*Exercise instructions:*
Within these records, how many lines hold "distant"? Give the number alone.

___ Records for this task ___

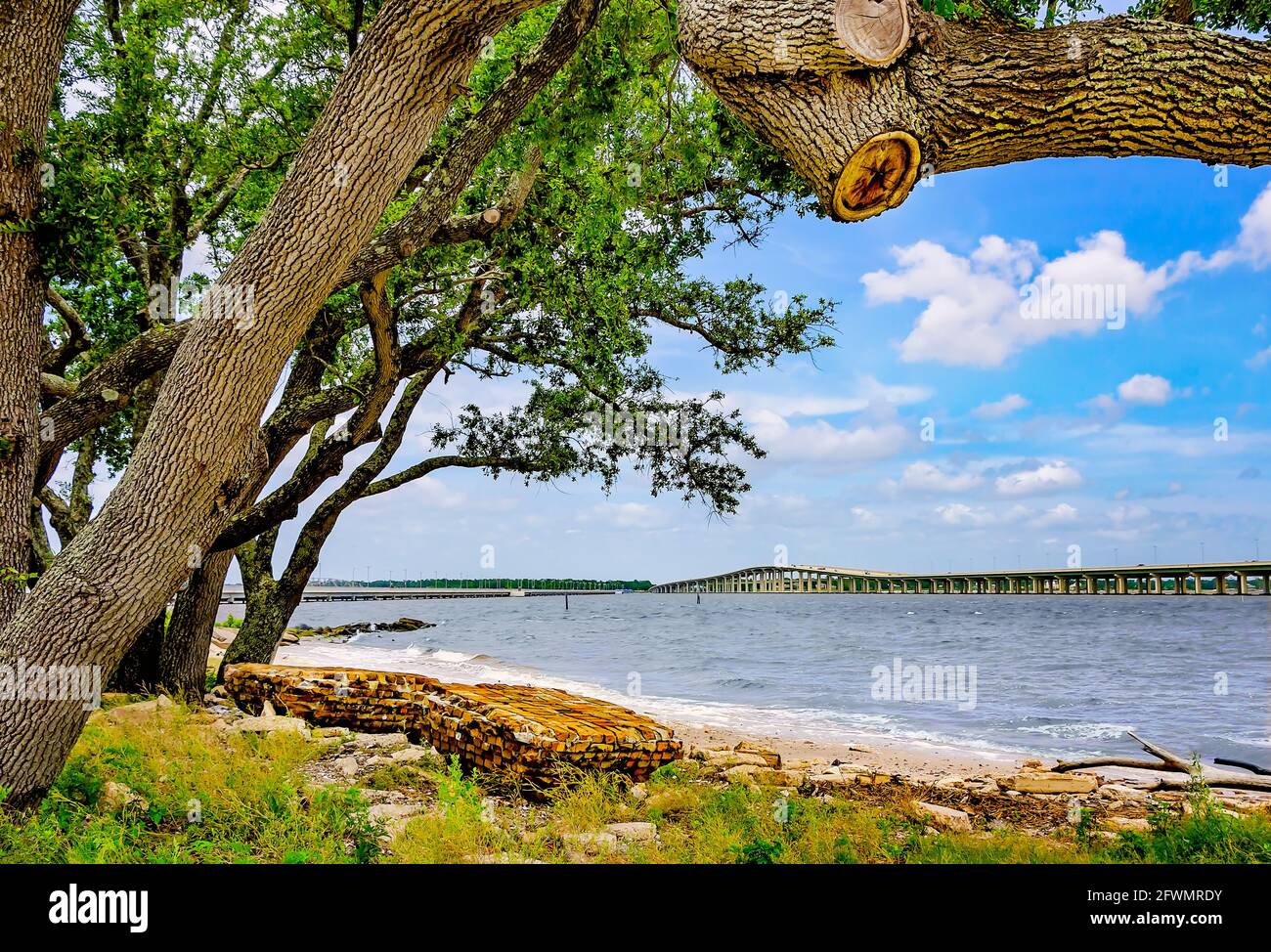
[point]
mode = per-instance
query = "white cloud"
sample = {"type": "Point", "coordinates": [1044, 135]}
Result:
{"type": "Point", "coordinates": [867, 392]}
{"type": "Point", "coordinates": [1259, 360]}
{"type": "Point", "coordinates": [974, 312]}
{"type": "Point", "coordinates": [1063, 514]}
{"type": "Point", "coordinates": [958, 514]}
{"type": "Point", "coordinates": [1008, 405]}
{"type": "Point", "coordinates": [1046, 478]}
{"type": "Point", "coordinates": [975, 304]}
{"type": "Point", "coordinates": [824, 445]}
{"type": "Point", "coordinates": [626, 515]}
{"type": "Point", "coordinates": [927, 478]}
{"type": "Point", "coordinates": [1253, 243]}
{"type": "Point", "coordinates": [1145, 389]}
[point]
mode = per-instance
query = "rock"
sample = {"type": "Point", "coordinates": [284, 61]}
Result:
{"type": "Point", "coordinates": [270, 724]}
{"type": "Point", "coordinates": [394, 816]}
{"type": "Point", "coordinates": [537, 735]}
{"type": "Point", "coordinates": [327, 732]}
{"type": "Point", "coordinates": [411, 754]}
{"type": "Point", "coordinates": [945, 817]}
{"type": "Point", "coordinates": [770, 757]}
{"type": "Point", "coordinates": [223, 712]}
{"type": "Point", "coordinates": [725, 758]}
{"type": "Point", "coordinates": [1129, 823]}
{"type": "Point", "coordinates": [1122, 792]}
{"type": "Point", "coordinates": [634, 832]}
{"type": "Point", "coordinates": [347, 765]}
{"type": "Point", "coordinates": [402, 625]}
{"type": "Point", "coordinates": [380, 741]}
{"type": "Point", "coordinates": [592, 843]}
{"type": "Point", "coordinates": [776, 778]}
{"type": "Point", "coordinates": [117, 796]}
{"type": "Point", "coordinates": [141, 712]}
{"type": "Point", "coordinates": [844, 778]}
{"type": "Point", "coordinates": [223, 637]}
{"type": "Point", "coordinates": [1038, 782]}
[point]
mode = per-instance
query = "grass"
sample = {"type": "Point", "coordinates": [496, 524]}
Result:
{"type": "Point", "coordinates": [217, 799]}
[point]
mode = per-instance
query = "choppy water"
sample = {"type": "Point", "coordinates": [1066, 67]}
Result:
{"type": "Point", "coordinates": [1053, 675]}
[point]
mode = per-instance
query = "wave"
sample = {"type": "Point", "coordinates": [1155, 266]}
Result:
{"type": "Point", "coordinates": [1079, 730]}
{"type": "Point", "coordinates": [802, 723]}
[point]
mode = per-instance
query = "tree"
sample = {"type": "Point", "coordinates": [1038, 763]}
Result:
{"type": "Point", "coordinates": [199, 452]}
{"type": "Point", "coordinates": [859, 97]}
{"type": "Point", "coordinates": [32, 34]}
{"type": "Point", "coordinates": [864, 97]}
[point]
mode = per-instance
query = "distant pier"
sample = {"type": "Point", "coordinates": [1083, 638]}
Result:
{"type": "Point", "coordinates": [233, 593]}
{"type": "Point", "coordinates": [1208, 579]}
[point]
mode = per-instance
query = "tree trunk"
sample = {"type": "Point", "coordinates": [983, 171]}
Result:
{"type": "Point", "coordinates": [139, 670]}
{"type": "Point", "coordinates": [183, 657]}
{"type": "Point", "coordinates": [263, 618]}
{"type": "Point", "coordinates": [201, 448]}
{"type": "Point", "coordinates": [860, 119]}
{"type": "Point", "coordinates": [32, 34]}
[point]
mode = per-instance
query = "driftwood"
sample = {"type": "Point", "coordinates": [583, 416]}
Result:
{"type": "Point", "coordinates": [1169, 761]}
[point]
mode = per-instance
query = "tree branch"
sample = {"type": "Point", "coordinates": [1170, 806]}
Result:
{"type": "Point", "coordinates": [454, 169]}
{"type": "Point", "coordinates": [969, 94]}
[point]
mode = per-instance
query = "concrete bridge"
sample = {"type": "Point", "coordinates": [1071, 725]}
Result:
{"type": "Point", "coordinates": [233, 593]}
{"type": "Point", "coordinates": [1193, 579]}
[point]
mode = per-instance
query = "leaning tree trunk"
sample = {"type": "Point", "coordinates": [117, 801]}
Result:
{"type": "Point", "coordinates": [272, 603]}
{"type": "Point", "coordinates": [32, 33]}
{"type": "Point", "coordinates": [265, 617]}
{"type": "Point", "coordinates": [201, 448]}
{"type": "Point", "coordinates": [183, 657]}
{"type": "Point", "coordinates": [863, 97]}
{"type": "Point", "coordinates": [138, 671]}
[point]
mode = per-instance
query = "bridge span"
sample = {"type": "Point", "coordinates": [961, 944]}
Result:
{"type": "Point", "coordinates": [1189, 579]}
{"type": "Point", "coordinates": [234, 595]}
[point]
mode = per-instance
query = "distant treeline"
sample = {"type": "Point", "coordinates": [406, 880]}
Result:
{"type": "Point", "coordinates": [636, 584]}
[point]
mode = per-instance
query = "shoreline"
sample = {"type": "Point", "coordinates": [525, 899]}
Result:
{"type": "Point", "coordinates": [916, 760]}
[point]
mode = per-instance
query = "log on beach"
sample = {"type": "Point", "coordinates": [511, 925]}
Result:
{"type": "Point", "coordinates": [535, 735]}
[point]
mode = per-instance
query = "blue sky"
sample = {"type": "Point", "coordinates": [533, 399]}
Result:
{"type": "Point", "coordinates": [944, 431]}
{"type": "Point", "coordinates": [1047, 434]}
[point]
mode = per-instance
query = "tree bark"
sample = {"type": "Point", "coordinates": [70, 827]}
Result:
{"type": "Point", "coordinates": [201, 449]}
{"type": "Point", "coordinates": [271, 603]}
{"type": "Point", "coordinates": [183, 657]}
{"type": "Point", "coordinates": [32, 34]}
{"type": "Point", "coordinates": [973, 93]}
{"type": "Point", "coordinates": [265, 618]}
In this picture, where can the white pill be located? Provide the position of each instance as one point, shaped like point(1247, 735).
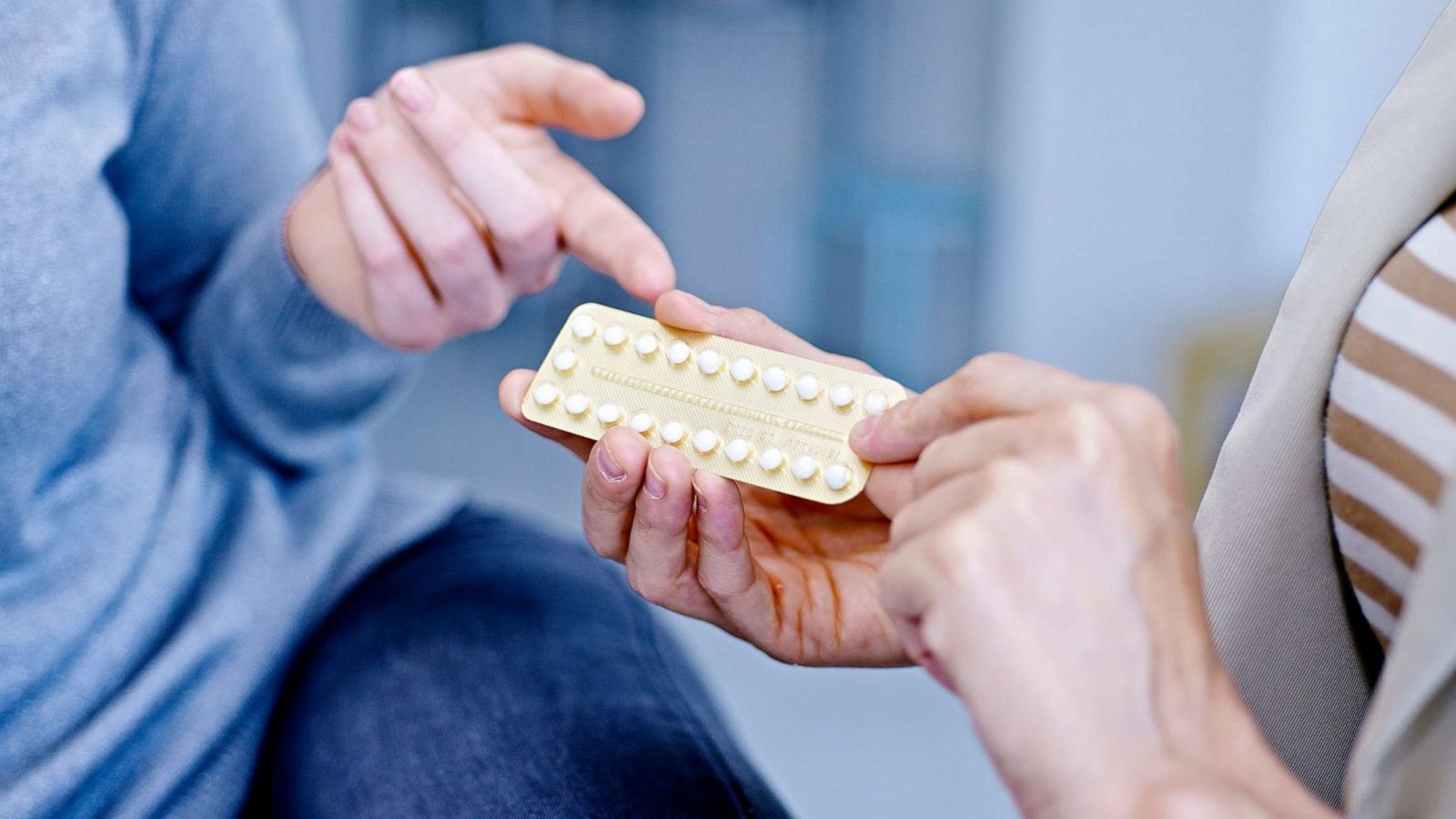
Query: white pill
point(771, 460)
point(875, 402)
point(742, 369)
point(804, 467)
point(836, 475)
point(582, 327)
point(807, 387)
point(577, 404)
point(564, 361)
point(647, 344)
point(710, 361)
point(775, 379)
point(641, 423)
point(705, 440)
point(737, 450)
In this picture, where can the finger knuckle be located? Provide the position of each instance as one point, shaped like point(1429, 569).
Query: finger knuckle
point(987, 366)
point(1132, 404)
point(523, 50)
point(531, 229)
point(1009, 474)
point(645, 586)
point(453, 245)
point(383, 259)
point(491, 312)
point(414, 336)
point(1082, 429)
point(931, 462)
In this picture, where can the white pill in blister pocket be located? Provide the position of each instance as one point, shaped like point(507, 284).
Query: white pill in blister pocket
point(737, 450)
point(673, 431)
point(710, 361)
point(775, 379)
point(804, 467)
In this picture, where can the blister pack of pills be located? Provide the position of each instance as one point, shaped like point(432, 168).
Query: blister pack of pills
point(742, 411)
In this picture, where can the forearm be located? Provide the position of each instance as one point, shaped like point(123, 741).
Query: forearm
point(1212, 761)
point(278, 368)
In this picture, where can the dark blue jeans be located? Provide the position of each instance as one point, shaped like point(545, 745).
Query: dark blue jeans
point(495, 671)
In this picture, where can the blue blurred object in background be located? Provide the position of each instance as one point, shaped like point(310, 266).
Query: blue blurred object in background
point(1101, 186)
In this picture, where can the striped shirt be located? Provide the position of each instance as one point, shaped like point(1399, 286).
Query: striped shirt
point(1390, 421)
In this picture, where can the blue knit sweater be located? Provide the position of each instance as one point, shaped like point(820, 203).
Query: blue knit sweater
point(186, 484)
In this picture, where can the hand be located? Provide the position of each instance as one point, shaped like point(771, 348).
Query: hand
point(794, 577)
point(1046, 571)
point(444, 197)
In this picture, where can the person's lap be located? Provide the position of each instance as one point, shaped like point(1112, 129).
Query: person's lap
point(492, 669)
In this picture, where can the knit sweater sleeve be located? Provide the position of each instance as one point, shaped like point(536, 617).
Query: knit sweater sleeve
point(223, 137)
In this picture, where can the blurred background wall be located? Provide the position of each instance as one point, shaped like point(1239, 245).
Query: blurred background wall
point(1121, 188)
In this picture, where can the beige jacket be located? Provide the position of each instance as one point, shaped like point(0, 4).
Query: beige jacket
point(1264, 526)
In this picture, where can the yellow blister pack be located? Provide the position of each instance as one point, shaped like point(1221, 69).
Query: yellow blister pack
point(742, 411)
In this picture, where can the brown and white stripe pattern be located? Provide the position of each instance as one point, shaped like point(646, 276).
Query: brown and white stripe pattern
point(1390, 435)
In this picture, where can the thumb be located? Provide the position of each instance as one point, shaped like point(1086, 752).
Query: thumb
point(987, 387)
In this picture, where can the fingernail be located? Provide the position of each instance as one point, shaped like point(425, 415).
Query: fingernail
point(412, 89)
point(609, 464)
point(652, 484)
point(363, 116)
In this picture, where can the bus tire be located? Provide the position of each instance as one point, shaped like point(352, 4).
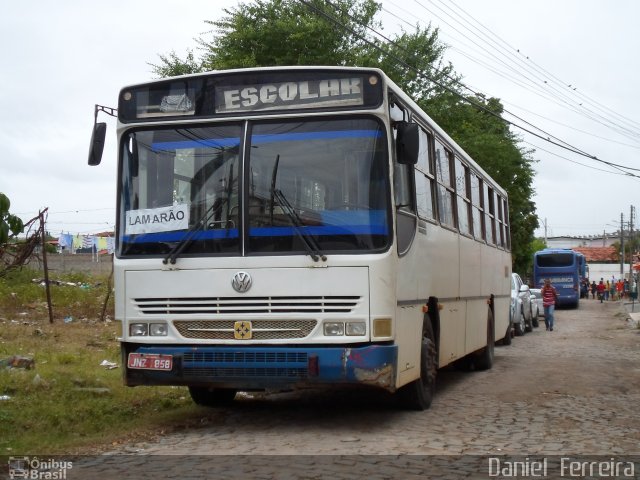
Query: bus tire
point(507, 336)
point(484, 358)
point(419, 394)
point(212, 397)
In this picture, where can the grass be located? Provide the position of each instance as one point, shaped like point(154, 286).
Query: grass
point(68, 401)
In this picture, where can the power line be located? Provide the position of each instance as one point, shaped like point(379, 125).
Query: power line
point(559, 143)
point(563, 90)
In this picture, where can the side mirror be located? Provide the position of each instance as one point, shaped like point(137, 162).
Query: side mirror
point(408, 143)
point(97, 143)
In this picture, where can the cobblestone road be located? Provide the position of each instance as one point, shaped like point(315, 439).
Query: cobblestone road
point(573, 391)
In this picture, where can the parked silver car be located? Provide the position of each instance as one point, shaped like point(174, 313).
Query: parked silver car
point(521, 306)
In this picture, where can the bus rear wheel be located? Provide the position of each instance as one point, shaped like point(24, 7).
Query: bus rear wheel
point(484, 359)
point(419, 394)
point(212, 397)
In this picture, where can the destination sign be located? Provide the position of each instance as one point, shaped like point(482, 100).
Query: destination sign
point(289, 95)
point(261, 91)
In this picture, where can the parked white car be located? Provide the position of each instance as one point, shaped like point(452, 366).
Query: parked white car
point(521, 306)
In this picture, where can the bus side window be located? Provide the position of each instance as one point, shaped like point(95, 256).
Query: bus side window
point(464, 203)
point(476, 202)
point(403, 182)
point(424, 178)
point(445, 190)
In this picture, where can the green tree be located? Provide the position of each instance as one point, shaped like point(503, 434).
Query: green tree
point(317, 32)
point(10, 225)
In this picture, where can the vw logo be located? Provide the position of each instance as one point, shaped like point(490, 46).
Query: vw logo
point(241, 282)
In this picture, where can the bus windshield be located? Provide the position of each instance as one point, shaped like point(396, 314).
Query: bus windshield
point(200, 190)
point(556, 260)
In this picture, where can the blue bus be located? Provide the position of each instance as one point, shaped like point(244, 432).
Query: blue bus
point(565, 268)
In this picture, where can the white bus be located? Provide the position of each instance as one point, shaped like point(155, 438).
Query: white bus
point(283, 227)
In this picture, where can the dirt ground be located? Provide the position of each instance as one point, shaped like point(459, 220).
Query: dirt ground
point(571, 392)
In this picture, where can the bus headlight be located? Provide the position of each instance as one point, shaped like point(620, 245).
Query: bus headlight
point(355, 328)
point(138, 329)
point(333, 329)
point(158, 330)
point(382, 327)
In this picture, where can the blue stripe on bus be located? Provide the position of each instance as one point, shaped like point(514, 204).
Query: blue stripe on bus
point(259, 232)
point(177, 236)
point(317, 231)
point(261, 139)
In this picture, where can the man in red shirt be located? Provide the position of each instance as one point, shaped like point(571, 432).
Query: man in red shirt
point(549, 297)
point(601, 289)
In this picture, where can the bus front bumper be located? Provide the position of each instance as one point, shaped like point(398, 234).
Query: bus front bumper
point(259, 368)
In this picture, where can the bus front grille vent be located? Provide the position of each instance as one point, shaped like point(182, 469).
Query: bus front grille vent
point(246, 305)
point(289, 365)
point(260, 329)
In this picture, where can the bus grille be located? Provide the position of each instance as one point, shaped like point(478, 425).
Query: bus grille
point(234, 364)
point(246, 305)
point(260, 329)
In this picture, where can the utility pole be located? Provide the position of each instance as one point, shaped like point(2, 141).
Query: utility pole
point(631, 243)
point(621, 244)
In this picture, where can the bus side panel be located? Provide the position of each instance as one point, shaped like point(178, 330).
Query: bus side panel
point(471, 269)
point(408, 335)
point(438, 274)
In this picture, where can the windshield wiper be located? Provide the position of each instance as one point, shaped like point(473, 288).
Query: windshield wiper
point(309, 242)
point(186, 240)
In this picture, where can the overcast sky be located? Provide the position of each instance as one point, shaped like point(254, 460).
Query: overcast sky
point(567, 67)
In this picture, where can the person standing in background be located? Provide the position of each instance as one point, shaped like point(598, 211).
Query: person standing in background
point(549, 297)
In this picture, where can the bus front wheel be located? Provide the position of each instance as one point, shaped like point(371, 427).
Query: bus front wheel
point(419, 394)
point(212, 397)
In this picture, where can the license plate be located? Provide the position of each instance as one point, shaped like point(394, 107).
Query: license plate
point(150, 361)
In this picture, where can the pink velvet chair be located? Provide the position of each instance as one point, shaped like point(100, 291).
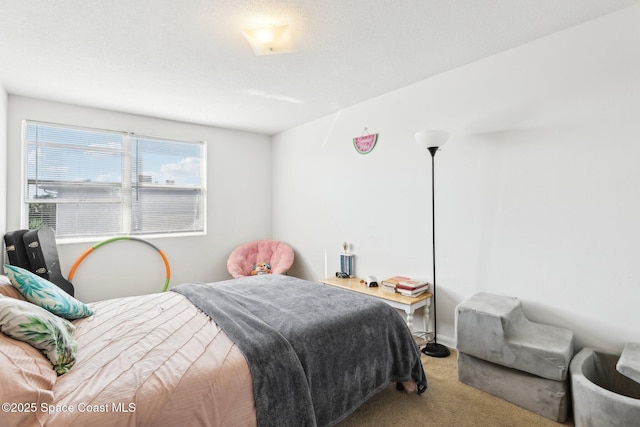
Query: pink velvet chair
point(243, 258)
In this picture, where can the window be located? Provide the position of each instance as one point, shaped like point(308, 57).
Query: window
point(89, 182)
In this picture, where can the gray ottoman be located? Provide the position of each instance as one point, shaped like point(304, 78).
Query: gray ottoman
point(503, 353)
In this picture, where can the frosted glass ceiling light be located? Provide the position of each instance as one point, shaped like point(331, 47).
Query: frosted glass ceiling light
point(270, 40)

___

*Task answer:*
2